What the exercise asks – Write each line word for word, from the line that contains "of the rank" through the last line of the material below.

[Coordinate annotation entries]

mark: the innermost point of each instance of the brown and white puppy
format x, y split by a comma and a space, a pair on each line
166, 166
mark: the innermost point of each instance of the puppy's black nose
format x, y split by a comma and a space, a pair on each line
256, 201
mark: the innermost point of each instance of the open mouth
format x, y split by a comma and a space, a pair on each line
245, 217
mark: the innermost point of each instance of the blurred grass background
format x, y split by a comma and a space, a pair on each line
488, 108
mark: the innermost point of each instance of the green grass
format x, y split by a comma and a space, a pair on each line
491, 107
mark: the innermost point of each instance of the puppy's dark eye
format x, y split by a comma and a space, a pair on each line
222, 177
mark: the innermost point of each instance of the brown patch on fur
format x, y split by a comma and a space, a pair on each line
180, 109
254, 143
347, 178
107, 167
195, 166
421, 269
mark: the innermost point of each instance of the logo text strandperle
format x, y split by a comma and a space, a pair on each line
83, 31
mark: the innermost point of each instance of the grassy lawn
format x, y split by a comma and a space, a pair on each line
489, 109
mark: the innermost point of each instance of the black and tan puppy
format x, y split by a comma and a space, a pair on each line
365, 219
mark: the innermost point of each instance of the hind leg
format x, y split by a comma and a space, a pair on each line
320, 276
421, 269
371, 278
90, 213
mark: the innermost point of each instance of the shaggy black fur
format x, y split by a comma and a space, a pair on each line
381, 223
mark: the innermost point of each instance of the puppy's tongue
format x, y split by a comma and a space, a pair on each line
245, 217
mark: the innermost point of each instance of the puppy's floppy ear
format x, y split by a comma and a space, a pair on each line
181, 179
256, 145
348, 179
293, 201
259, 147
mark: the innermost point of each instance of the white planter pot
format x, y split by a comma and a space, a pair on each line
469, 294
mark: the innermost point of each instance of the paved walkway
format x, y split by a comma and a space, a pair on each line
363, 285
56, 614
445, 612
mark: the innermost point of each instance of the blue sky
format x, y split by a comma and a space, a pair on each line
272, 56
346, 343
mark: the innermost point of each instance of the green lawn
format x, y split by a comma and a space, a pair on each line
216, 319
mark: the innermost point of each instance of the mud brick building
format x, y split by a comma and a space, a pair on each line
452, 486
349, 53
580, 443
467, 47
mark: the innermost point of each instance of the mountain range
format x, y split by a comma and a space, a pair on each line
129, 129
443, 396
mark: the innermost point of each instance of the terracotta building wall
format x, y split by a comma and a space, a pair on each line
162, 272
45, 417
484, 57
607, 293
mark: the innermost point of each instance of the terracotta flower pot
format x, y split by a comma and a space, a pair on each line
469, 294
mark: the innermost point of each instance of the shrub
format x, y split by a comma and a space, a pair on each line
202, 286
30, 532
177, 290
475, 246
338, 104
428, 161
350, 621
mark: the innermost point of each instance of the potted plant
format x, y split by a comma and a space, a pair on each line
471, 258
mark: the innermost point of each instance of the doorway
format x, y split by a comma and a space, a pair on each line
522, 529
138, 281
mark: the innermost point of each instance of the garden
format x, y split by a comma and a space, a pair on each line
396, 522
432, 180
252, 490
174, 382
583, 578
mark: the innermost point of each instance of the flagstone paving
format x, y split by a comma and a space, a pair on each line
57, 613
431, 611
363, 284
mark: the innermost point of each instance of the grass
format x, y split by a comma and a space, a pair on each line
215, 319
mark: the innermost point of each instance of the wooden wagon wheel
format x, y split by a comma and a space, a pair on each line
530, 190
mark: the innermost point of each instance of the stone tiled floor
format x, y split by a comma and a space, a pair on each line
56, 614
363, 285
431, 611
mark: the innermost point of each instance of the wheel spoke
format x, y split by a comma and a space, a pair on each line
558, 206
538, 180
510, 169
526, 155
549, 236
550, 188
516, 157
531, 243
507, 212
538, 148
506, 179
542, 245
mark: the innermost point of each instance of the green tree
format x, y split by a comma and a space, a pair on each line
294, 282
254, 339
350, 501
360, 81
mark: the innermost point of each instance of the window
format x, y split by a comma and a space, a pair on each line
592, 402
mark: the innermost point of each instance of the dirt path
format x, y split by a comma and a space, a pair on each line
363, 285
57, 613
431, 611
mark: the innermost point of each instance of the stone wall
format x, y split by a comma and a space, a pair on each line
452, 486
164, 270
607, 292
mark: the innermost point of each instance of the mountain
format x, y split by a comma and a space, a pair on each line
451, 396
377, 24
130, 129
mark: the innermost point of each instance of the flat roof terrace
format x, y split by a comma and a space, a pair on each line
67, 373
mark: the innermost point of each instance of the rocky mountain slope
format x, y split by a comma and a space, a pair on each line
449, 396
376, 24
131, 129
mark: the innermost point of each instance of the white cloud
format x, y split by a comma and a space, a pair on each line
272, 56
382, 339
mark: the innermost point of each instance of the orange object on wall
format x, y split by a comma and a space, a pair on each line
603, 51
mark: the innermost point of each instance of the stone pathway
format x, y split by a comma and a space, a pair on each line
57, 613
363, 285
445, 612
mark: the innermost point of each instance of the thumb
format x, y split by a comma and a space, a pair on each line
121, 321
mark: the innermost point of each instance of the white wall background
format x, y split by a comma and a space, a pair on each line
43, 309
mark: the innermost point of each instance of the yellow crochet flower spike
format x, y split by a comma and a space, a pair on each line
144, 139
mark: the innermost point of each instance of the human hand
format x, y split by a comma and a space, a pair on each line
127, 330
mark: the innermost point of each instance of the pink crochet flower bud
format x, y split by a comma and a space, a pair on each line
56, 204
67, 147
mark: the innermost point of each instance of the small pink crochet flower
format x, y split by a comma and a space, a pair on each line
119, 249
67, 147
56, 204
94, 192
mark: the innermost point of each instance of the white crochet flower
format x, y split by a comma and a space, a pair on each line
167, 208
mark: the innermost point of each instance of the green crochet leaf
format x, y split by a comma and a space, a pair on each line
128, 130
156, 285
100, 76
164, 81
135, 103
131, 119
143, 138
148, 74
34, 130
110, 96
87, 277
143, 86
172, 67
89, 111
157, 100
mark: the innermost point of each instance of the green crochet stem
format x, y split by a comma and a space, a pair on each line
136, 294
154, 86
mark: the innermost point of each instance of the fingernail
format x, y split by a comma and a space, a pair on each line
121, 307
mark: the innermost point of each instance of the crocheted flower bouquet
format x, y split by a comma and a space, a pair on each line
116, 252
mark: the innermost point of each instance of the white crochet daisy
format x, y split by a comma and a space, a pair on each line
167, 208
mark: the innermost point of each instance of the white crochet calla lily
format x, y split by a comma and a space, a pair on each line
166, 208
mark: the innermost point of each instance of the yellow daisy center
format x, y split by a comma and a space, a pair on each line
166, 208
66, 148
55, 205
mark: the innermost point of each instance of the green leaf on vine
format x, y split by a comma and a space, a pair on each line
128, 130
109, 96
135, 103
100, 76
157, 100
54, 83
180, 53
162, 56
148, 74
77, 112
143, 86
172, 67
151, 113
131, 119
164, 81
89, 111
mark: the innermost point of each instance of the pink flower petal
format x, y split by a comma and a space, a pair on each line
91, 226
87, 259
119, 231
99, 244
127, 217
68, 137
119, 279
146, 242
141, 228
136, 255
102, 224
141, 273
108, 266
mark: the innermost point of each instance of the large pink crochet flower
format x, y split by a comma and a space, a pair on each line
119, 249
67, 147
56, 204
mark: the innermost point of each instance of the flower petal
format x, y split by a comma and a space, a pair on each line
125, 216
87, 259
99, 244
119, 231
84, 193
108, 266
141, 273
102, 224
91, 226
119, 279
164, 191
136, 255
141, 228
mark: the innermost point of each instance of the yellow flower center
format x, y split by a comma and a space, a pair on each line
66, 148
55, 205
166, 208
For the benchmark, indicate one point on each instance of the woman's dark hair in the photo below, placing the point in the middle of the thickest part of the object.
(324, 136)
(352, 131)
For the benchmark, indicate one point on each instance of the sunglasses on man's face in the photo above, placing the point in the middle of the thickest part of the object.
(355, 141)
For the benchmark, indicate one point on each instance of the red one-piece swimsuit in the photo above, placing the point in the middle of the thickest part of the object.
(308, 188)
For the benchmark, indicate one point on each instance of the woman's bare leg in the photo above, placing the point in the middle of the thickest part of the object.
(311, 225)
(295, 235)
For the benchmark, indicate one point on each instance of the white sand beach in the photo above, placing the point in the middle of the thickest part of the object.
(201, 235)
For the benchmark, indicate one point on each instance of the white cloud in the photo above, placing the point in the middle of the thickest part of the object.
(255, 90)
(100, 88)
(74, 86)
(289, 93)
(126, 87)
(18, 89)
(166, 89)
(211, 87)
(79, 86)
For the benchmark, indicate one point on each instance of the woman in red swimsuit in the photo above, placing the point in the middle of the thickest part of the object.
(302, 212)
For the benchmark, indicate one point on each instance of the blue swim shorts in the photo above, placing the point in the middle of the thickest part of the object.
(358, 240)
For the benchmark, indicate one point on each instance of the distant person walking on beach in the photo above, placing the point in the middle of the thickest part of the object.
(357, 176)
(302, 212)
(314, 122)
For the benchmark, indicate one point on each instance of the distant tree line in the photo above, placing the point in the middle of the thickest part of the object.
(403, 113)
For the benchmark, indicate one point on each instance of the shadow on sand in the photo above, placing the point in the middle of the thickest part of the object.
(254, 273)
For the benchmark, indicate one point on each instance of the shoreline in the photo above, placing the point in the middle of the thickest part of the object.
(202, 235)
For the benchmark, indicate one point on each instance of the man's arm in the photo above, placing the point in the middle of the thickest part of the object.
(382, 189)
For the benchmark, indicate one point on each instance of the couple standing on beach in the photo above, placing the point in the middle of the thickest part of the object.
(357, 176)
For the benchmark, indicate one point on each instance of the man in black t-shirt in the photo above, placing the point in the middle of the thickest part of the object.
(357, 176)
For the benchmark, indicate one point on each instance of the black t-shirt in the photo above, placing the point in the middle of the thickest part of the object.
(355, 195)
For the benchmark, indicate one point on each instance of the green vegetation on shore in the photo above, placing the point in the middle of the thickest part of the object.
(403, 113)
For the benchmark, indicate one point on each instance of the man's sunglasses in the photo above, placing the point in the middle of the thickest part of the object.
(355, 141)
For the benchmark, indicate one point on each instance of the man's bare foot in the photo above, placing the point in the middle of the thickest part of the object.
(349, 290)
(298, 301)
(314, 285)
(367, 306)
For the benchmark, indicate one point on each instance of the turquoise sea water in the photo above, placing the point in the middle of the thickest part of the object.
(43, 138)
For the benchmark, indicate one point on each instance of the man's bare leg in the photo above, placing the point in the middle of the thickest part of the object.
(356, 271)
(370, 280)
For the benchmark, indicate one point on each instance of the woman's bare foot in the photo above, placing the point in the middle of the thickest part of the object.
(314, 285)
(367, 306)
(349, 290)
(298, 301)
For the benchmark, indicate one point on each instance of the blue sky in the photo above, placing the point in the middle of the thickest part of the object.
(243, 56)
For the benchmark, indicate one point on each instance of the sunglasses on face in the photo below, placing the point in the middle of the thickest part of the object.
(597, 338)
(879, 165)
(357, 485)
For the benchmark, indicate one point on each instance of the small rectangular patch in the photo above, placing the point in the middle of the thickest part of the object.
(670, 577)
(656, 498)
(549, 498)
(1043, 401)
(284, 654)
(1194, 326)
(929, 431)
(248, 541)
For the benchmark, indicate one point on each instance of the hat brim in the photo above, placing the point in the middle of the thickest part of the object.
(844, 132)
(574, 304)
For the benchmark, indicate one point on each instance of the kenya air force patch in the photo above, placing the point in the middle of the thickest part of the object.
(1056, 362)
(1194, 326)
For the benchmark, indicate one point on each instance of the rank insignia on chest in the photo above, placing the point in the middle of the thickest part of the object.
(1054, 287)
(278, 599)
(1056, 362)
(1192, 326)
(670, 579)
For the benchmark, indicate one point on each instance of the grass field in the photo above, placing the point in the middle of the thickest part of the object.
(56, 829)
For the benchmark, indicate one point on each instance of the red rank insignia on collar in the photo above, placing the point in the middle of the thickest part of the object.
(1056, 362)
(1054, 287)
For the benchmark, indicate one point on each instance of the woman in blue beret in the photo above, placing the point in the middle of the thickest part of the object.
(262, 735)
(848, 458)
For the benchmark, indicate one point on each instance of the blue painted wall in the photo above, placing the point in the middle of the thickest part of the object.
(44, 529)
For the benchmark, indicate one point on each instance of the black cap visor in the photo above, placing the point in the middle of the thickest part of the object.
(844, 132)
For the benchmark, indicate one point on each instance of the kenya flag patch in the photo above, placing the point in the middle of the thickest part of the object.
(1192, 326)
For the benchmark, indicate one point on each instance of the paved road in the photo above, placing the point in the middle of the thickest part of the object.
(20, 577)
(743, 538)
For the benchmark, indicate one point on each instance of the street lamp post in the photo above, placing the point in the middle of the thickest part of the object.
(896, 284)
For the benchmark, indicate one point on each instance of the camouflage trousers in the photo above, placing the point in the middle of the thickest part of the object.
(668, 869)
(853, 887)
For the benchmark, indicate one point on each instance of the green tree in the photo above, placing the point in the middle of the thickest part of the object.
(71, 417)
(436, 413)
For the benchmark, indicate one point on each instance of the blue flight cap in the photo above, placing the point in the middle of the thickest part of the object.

Output below –
For the benchmark, indicate one point on each instance of the rank insignia on chest in the photo above, placing the point in the middle of the thickest part of the object.
(1054, 287)
(278, 599)
(1056, 362)
(1192, 326)
(670, 579)
For the benchmark, indicate one point on each instance of the grass field in the photo above, placing the point in the middle of the thickest part of the object.
(56, 829)
For the benchmark, indicate one point on each instance of the red rank insignia on collar in the photo above, placing the point in the middle of the thickest part of the object.
(1056, 362)
(1054, 287)
For the benchmark, indicate one point on each instance of the woman in blue beret in the photo above, placing the point in the middle of the thickest part of the object.
(262, 735)
(848, 458)
For the benchmark, indicate one point on each instance of the blue painted wall in the photo above, placing the point in the middle of the thickest part of the object.
(44, 529)
For the benchmark, indicate one point on each instance of the black cap visor in the photo above, placing the point in the middle of the thickest part of the object.
(844, 132)
For the benchmark, indicate one point on each instance of the kenya flag patch in the photo above, placing the point in the middle of the thickest part of the object.
(1192, 326)
For the benchmark, indicate one point on each instance of the paved road in the photo above, placing the point in the middle of the thickest part of the object.
(20, 577)
(743, 538)
For the benchmark, indicate one point on each instance of the street lamp post in the photo above, placing the point in the middle of the thickest part of the object.
(896, 284)
For the benchmark, indicate one point on each instance of the camouflage trousers in the photo above, placing the point in the middle of the thickest part of the object.
(668, 869)
(853, 887)
For the benchmark, indicate one point on each instance of the green tree in the photo above, placing the point in the middle of the thickest part of the object.
(71, 417)
(436, 413)
For the benchmark, indicate one point on each instance of the blue flight cap in the photo above, placing the point in the middle of the thickest part of the object.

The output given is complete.